═══ Material provided

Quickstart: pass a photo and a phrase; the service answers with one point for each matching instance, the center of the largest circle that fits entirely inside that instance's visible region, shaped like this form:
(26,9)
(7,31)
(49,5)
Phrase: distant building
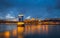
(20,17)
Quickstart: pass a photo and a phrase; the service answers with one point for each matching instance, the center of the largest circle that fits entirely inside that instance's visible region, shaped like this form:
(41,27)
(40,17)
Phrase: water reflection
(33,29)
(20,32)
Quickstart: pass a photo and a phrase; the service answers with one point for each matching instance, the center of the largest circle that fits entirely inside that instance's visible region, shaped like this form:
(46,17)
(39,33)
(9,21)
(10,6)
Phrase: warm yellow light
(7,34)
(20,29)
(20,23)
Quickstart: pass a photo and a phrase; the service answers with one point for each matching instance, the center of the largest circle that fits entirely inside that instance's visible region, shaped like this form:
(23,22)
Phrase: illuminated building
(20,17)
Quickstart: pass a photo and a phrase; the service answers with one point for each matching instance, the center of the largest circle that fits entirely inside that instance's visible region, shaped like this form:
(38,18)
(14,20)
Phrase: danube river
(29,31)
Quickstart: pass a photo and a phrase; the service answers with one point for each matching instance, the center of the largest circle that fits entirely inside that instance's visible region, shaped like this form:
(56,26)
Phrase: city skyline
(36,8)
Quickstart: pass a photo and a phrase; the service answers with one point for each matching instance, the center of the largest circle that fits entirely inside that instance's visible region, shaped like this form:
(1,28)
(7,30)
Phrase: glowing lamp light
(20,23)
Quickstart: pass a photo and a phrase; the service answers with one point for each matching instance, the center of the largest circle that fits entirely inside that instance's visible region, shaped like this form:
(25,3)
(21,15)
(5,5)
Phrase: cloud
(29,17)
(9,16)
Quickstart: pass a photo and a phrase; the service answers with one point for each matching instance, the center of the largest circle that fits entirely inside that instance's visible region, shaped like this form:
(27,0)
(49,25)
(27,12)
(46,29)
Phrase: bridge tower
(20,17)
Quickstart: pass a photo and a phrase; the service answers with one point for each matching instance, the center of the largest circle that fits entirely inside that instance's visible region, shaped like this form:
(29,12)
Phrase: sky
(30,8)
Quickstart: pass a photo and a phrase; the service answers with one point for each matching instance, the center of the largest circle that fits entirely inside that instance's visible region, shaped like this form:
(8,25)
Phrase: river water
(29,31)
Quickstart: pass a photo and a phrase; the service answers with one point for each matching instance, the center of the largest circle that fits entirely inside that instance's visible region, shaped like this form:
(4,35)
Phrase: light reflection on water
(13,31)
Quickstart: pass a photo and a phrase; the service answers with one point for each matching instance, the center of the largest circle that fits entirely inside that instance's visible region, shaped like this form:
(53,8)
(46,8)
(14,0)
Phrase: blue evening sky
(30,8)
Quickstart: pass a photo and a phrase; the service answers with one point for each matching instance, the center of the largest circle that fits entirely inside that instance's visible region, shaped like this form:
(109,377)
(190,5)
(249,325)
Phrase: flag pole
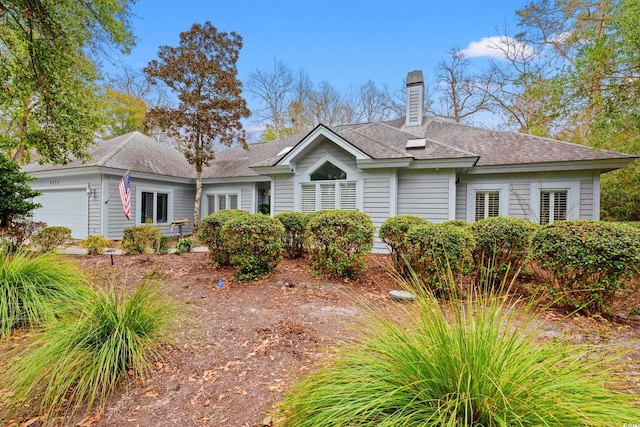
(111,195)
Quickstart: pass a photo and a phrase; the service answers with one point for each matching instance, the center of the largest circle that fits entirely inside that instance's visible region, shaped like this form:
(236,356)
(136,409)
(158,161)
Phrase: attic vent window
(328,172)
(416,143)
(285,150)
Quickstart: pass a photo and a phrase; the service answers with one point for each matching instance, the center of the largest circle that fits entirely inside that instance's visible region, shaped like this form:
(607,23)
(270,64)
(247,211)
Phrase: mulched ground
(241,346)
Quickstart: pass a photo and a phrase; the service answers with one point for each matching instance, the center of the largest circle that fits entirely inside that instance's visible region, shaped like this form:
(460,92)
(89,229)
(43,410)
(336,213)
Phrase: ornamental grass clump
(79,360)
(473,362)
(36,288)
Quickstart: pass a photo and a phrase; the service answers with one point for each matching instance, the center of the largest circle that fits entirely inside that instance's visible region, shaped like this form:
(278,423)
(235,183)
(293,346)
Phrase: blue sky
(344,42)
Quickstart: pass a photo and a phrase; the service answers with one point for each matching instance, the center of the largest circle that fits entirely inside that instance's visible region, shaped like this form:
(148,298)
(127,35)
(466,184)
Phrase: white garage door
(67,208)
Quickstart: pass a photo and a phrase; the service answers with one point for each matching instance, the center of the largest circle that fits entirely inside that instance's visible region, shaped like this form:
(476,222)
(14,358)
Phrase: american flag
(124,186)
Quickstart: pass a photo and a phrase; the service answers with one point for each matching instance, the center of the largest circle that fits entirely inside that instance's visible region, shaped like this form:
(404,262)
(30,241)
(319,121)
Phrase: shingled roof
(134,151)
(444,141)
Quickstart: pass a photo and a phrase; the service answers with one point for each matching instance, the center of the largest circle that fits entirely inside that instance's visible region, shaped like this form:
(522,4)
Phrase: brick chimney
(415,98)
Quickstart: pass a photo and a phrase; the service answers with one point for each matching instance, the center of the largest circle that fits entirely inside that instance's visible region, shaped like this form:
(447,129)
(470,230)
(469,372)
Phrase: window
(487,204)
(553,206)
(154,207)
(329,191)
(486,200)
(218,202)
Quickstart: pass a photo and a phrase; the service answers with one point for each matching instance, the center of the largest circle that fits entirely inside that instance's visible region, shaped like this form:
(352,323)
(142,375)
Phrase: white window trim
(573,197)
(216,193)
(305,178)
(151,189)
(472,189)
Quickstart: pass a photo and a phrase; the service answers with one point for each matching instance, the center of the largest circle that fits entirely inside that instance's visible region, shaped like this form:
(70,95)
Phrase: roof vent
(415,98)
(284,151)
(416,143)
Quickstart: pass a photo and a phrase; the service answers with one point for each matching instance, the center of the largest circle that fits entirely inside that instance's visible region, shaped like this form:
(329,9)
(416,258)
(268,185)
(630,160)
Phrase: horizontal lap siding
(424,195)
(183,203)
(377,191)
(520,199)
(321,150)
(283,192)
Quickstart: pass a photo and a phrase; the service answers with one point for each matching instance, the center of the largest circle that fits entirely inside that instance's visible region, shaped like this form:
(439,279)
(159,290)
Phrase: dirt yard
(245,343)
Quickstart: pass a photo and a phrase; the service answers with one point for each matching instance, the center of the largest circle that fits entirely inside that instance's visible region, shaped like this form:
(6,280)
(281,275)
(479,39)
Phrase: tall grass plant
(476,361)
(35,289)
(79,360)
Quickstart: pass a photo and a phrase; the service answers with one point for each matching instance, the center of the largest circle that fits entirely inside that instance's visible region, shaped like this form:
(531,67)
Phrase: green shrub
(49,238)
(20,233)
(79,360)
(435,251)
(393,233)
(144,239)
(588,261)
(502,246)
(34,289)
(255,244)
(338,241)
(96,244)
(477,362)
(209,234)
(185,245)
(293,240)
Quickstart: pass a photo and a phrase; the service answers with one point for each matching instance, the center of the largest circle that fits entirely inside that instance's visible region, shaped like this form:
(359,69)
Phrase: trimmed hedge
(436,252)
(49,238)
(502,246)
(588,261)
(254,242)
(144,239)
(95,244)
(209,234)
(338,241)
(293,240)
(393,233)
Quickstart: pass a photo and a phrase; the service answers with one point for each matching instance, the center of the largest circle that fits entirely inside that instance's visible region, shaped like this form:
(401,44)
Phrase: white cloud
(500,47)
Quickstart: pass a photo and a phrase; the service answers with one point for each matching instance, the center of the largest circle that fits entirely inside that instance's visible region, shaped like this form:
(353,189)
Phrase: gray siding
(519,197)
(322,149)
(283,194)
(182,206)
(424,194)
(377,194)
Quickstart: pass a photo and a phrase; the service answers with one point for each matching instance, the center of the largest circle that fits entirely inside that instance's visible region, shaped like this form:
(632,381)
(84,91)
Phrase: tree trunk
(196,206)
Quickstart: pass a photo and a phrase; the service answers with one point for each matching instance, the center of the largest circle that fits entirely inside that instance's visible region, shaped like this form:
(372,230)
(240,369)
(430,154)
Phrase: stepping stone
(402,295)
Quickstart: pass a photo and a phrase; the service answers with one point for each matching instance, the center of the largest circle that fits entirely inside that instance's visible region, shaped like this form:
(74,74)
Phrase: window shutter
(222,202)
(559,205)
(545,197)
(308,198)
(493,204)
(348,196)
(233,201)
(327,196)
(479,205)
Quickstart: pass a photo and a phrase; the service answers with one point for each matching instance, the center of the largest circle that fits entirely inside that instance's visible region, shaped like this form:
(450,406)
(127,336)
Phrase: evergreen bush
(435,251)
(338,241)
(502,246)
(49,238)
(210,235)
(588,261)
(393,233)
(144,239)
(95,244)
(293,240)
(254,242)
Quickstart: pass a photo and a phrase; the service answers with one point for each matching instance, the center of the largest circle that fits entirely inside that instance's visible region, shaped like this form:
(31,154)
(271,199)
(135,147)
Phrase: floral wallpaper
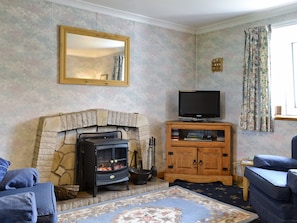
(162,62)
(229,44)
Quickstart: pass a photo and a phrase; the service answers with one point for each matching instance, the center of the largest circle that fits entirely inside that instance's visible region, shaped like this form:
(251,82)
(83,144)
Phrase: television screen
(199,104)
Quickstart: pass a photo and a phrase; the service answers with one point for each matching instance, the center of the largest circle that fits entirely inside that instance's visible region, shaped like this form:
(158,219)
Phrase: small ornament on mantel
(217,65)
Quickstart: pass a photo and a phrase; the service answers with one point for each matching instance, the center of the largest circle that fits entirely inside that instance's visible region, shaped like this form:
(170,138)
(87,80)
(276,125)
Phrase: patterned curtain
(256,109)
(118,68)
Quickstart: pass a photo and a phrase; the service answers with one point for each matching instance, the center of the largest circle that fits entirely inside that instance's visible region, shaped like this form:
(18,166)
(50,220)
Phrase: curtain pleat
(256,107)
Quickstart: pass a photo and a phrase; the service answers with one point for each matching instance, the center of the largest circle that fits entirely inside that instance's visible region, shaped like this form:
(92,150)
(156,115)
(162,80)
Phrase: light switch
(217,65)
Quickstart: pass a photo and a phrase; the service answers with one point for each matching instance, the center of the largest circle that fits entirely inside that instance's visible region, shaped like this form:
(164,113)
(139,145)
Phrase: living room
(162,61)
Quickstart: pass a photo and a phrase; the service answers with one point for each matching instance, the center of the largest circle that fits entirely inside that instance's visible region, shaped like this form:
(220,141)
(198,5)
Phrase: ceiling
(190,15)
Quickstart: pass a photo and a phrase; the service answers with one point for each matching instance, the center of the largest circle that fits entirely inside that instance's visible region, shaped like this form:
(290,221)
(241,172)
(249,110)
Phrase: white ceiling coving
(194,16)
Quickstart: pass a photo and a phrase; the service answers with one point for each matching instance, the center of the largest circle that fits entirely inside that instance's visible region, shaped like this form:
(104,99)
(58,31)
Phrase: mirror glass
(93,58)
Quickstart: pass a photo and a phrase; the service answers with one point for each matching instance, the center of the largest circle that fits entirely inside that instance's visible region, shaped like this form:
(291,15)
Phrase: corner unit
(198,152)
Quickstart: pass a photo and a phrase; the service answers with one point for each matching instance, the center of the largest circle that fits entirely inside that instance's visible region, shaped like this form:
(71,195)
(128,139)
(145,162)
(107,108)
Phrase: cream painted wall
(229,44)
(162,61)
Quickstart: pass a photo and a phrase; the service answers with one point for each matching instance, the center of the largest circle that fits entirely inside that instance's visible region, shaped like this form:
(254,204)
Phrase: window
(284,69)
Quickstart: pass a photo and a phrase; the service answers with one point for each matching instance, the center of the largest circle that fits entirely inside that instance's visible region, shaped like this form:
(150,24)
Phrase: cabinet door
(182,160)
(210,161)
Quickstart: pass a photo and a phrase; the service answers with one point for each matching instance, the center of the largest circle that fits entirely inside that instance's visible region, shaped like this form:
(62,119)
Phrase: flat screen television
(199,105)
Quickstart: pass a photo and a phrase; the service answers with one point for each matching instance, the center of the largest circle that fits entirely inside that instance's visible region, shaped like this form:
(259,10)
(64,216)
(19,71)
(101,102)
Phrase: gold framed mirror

══════

• **What you need to do**:
Identify every line in the items above that contains the word "television", and copy each of those lines. Case counts.

• **Reply**:
Phrase: television screen
Phrase: flat screen television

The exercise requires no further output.